═══ Selected passage
Well, I was going to publish this in something like the "journal of irreproducable results" (assuming I have the time) but I will bring it up anyway. Sauropod juveniles could have acted like earthworms. The tail would act as a guide allowing them to feel the burrow and clean it and the neck would allow them to attack surrounding vegetation. It makes for hilarious diagrams.

While the above is not possible... it is interesting to consider that elephants have been found salt mining. The reason for Sauropod forclaws could be right under our feet.

- Jonas Weselake-George


----- Original Message ----- From: "Tim Williams" <twilliams_alpha@hotmail.com>
To: <dinosaur@usc.edu>
Sent: Friday, March 23, 2007 11:05 PM
Subject: Re: Dinosaurs burrowed to keep warm



Denver Fowler wrote:

>How many potentially burrowing ornithischians were present in the late
>Maastrichtian?

In north america: one.

(Warning: Unadulterated speculation coming up.)
══════
═══ Entries provided
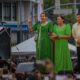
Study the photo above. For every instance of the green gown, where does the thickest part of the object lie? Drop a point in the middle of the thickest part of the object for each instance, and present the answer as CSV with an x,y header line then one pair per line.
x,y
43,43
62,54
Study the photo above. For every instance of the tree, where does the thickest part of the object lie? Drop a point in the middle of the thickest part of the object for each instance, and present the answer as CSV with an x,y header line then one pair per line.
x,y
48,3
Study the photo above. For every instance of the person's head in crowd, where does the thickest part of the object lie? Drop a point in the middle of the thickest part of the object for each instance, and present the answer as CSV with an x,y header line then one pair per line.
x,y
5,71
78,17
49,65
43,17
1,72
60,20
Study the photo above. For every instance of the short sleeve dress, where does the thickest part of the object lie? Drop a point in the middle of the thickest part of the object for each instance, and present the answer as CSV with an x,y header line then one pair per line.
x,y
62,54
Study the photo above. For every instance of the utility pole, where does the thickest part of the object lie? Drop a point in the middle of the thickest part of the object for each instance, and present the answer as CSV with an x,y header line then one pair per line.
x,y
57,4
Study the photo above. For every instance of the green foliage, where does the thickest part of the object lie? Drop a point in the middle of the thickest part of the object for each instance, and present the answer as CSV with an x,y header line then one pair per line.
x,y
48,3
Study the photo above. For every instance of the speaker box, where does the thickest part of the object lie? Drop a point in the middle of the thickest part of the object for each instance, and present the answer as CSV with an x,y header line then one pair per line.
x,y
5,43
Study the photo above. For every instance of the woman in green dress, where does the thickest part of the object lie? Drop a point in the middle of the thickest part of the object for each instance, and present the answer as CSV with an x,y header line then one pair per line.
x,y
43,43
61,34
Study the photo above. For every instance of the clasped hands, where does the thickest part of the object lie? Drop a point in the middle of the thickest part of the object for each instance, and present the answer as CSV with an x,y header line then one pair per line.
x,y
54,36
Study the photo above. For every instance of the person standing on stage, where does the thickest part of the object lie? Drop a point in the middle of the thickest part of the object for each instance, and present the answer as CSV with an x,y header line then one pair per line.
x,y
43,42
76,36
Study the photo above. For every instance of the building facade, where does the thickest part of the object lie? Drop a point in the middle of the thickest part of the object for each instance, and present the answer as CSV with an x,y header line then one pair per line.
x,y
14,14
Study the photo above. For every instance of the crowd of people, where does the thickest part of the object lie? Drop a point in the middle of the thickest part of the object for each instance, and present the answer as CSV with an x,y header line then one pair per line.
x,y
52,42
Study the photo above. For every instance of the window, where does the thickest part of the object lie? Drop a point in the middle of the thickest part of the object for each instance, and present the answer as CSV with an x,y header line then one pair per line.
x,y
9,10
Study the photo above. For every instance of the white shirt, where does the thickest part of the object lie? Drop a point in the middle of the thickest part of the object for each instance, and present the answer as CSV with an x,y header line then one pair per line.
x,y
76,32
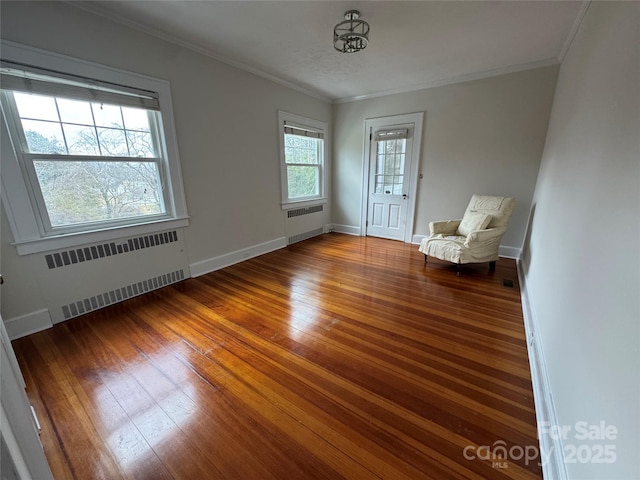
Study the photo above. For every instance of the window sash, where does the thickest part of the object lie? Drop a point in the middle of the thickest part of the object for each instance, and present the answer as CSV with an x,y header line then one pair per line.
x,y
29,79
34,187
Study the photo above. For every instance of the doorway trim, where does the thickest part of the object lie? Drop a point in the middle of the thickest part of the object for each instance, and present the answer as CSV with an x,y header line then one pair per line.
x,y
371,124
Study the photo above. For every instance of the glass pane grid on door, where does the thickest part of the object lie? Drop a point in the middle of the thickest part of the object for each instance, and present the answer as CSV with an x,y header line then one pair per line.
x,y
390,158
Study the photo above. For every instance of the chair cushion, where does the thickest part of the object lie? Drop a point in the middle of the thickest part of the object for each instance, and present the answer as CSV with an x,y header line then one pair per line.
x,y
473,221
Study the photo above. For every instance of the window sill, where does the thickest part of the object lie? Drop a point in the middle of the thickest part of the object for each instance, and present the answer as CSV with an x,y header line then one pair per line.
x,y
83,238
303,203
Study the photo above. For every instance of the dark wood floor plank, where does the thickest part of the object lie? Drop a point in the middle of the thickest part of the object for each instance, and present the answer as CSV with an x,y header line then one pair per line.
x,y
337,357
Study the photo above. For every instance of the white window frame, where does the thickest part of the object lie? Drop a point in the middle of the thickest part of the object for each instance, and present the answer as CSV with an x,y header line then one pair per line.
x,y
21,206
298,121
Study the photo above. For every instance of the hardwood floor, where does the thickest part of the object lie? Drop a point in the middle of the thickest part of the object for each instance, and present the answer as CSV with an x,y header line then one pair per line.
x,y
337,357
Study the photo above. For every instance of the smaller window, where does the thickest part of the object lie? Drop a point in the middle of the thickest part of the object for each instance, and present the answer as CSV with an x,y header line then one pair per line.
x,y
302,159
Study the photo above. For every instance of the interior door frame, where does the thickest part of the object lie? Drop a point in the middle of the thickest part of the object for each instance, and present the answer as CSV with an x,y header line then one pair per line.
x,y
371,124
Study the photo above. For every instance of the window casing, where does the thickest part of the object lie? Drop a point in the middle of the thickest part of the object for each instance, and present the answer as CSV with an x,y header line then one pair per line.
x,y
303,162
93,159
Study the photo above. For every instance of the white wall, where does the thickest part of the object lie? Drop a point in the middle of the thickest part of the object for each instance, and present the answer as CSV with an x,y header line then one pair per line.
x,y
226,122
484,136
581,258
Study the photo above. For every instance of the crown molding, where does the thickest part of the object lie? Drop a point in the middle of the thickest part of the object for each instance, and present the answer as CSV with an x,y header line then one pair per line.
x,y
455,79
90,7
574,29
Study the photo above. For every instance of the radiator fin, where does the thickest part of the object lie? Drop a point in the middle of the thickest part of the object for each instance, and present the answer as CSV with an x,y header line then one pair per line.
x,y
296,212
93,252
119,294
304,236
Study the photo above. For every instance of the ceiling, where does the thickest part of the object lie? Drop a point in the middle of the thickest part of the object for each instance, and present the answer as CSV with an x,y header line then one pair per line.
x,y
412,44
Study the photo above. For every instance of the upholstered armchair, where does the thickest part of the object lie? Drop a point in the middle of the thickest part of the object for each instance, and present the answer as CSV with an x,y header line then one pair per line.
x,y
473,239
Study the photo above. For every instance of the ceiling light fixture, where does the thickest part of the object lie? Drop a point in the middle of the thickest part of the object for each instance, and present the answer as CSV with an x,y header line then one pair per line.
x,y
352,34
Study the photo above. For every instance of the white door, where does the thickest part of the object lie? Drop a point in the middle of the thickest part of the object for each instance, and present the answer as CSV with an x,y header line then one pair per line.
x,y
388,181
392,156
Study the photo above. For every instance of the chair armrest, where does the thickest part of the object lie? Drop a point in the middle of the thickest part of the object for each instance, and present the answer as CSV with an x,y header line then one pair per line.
══════
- Task instructions -
Please print the burrowing-dinosaurs message word for word, starting at "Well, I was" and ending at "for hilarious diagrams.".

- Solution -
Well, I was going to publish this in something like the "journal of irreproducable results" (assuming I have the time) but I will bring it up anyway. Sauropod juveniles could have acted like earthworms. The tail would act as a guide allowing them to feel the burrow and clean it and the neck would allow them to attack surrounding vegetation. It makes for hilarious diagrams.